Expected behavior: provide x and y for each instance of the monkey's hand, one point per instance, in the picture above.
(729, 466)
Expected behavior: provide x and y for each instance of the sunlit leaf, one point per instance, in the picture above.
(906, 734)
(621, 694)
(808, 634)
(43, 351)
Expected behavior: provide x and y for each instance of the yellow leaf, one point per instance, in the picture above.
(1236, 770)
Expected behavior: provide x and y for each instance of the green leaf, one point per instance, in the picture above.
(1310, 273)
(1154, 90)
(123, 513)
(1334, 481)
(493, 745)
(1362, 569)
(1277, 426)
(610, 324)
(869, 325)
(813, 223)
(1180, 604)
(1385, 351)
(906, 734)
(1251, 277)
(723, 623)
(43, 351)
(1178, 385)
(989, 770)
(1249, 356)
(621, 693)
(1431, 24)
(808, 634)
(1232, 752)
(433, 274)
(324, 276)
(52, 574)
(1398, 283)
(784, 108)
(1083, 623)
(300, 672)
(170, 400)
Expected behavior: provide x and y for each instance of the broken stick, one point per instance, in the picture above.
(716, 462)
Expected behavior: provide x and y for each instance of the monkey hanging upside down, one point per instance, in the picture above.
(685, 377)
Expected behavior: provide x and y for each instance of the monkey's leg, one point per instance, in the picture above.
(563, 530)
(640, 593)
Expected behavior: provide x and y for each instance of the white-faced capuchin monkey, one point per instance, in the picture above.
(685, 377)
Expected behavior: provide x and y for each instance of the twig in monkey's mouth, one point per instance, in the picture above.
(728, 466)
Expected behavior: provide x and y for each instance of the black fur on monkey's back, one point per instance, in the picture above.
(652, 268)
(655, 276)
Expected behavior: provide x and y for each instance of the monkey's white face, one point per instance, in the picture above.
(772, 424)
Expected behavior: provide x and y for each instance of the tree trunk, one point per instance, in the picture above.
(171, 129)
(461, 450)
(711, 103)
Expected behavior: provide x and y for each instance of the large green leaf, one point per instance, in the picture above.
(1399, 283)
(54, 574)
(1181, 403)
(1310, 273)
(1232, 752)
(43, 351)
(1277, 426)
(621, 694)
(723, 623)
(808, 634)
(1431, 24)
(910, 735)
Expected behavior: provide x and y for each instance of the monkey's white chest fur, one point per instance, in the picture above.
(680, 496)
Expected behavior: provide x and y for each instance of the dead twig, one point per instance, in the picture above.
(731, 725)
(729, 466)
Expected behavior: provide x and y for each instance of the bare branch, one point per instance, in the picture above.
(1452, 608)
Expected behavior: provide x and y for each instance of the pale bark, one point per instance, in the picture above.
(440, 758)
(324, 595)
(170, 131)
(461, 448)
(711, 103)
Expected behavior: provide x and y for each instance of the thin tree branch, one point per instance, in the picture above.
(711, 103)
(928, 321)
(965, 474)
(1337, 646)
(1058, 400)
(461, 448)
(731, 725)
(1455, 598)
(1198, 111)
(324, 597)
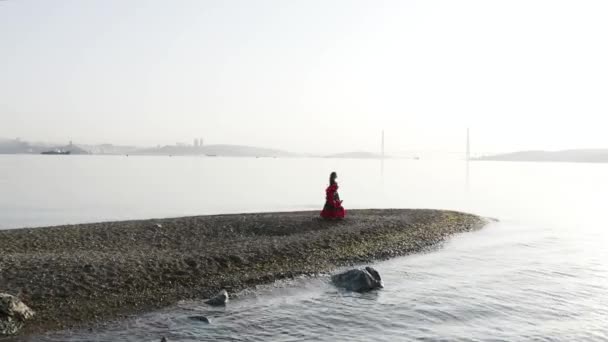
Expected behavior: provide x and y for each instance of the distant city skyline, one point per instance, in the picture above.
(307, 76)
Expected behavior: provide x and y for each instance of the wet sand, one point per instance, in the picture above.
(75, 276)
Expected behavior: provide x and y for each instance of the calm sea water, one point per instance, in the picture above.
(541, 273)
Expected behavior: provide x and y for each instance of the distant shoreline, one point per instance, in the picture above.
(77, 275)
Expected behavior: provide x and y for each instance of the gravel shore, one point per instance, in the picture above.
(76, 275)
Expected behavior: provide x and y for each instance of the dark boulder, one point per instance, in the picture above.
(219, 300)
(358, 280)
(13, 314)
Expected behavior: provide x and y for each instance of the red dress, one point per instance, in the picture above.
(333, 205)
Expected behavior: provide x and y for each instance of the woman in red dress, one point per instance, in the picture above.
(333, 205)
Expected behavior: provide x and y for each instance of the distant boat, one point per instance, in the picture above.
(56, 152)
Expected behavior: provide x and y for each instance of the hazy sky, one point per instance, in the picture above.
(307, 75)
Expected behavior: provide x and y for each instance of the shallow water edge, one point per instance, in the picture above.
(79, 275)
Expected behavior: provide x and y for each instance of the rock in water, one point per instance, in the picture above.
(13, 314)
(199, 318)
(219, 300)
(358, 280)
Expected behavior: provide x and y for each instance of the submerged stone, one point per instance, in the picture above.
(199, 318)
(358, 280)
(220, 299)
(13, 314)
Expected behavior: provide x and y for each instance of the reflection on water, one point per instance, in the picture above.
(541, 273)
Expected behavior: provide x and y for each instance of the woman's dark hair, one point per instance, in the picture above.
(332, 178)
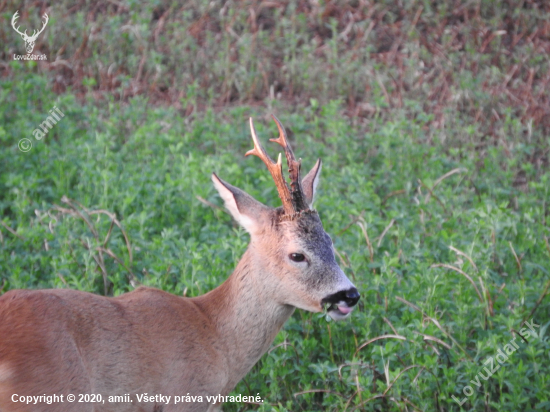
----------------
To do> Using the data above, print every line exactly, omitting pictures.

Task response>
Expected behavior: provide x and y for each instance of the monkey's hand, one point per instance, in the picture above.
(729, 466)
Expected behavior: provide x and y for each instance of the sunlit leaf, one point per instance, in the picture above.
(906, 734)
(621, 694)
(808, 634)
(43, 351)
Expected behavior: provide x and y for each instance of the yellow leaf, one point per instance, in the picture above.
(1236, 770)
Expected behavior: provide x and y for each instance of the green leaf, one point per instance, in the picture above.
(1310, 273)
(1154, 90)
(123, 513)
(1334, 481)
(493, 745)
(1362, 569)
(1277, 426)
(610, 324)
(869, 325)
(813, 223)
(1180, 604)
(1385, 351)
(906, 734)
(1251, 277)
(723, 623)
(43, 351)
(1178, 385)
(989, 770)
(1249, 356)
(621, 693)
(1431, 24)
(808, 634)
(1232, 752)
(433, 274)
(324, 276)
(52, 574)
(1398, 283)
(784, 108)
(1083, 623)
(300, 672)
(170, 400)
Expected behavior: provide x and y for each instance of the broken stick, one point per instance, in the picture above.
(716, 462)
Expected behavior: provide x and y for each instance of the monkey hanging upside down, one point per instance, in the picture above.
(685, 377)
Expected behavior: provide x and y for each instance of the monkey's leg, one point per instance, in the picture above.
(563, 530)
(640, 593)
Expected behavior: provide x and y for each instance of the white-faced capuchin monkey, one point per instance, in the picture above.
(685, 377)
Expected behavior: provide x and y for each instance of the twig in monkey's mouth, one point per instance, in the picture above.
(728, 466)
Expected behavior: provide x and y for each instance of the black fur on monkey's back, one point per instance, in the picture above.
(652, 268)
(655, 276)
Expected behavior: provide x and y for each instance of the monkey's white face, one point per instance, in the picture above.
(772, 424)
Expected behavior: provide x and y for each instance of the tree trunk, one point per instance, in the picture above.
(171, 129)
(461, 450)
(711, 103)
Expected behavior: provide x and y for each instance of the large green leaf, one point per instance, in the picture above.
(1399, 283)
(54, 574)
(1181, 403)
(1310, 273)
(1232, 752)
(43, 351)
(1277, 426)
(621, 694)
(723, 623)
(808, 634)
(1431, 24)
(910, 735)
Expected behavior: provide x and y for each instance of the monkey's white chest fur, one point per instance, in the picture above.
(680, 496)
Expected behavior: provide x and y for each instance of the dead twig, one point per instance, in the picture above.
(731, 725)
(729, 466)
Expected behavior: provide x and y for each instance of the bare branch, one point per instance, in the picture above.
(1452, 608)
Expected behavior: provide x and y for each instance of the pale bark, one point per instance, in the picture above.
(440, 758)
(324, 595)
(170, 131)
(461, 448)
(711, 103)
Expected behavior: provide x and y for each instance of the thin tree branch, one point per instance, in the picture above.
(711, 103)
(928, 321)
(965, 474)
(1337, 646)
(1058, 400)
(461, 448)
(731, 725)
(1455, 598)
(1198, 111)
(324, 597)
Expected behavior: provide x and y for each instance of the distant city skyline, one point per instance, in the picture above.
(307, 76)
Expected behavior: provide x and y for each instance of the wet sand, one point per instance, in the picture above.
(75, 276)
Expected behavior: provide x and y for each instance of the calm sea water, one point per instance, in the picture above.
(541, 273)
Expected behavior: provide x and y for each instance of the distant shoreline, one point per instance, in the picture above.
(77, 275)
Expected behavior: provide x and y for each instance of the gravel shore, one point per instance, in the picture above.
(76, 275)
Expected behavior: provide x and y for each instance of the dark boulder, one point per instance, in the picture above.
(219, 300)
(358, 280)
(13, 314)
Expected behavior: provide x and y for each instance of the red dress, one point per instance, in the picture above.
(333, 205)
Expected behavior: provide x and y for each instance of the woman in red dress, one point per instance, in the picture above.
(333, 205)
Expected behavior: provide x and y for each instance of the distant boat, one point per instance, in the picture above.
(56, 152)
Expected behavior: provide x and y for each instance of the hazy sky, one point per instance, in the picture above.
(307, 75)
Expected behavior: provide x and y for each instance of the shallow water edge, one point per instance, in the picture above.
(79, 275)
Expected behavior: provide x and y for each instance of the rock in water, one point per instance, in the picture above.
(13, 314)
(199, 318)
(219, 300)
(358, 280)
Expected behavior: provide x and y for each instance of the submerged stone, one point per instance, in the picture above.
(199, 318)
(358, 280)
(220, 299)
(13, 314)
Expected behavior: provide x and y for each instance of the reflection on water, one point per instance, in the picture above.
(541, 273)
Expected behavior: provide x and y for each instance of the woman's dark hair, one point per instance, in the picture above.
(332, 178)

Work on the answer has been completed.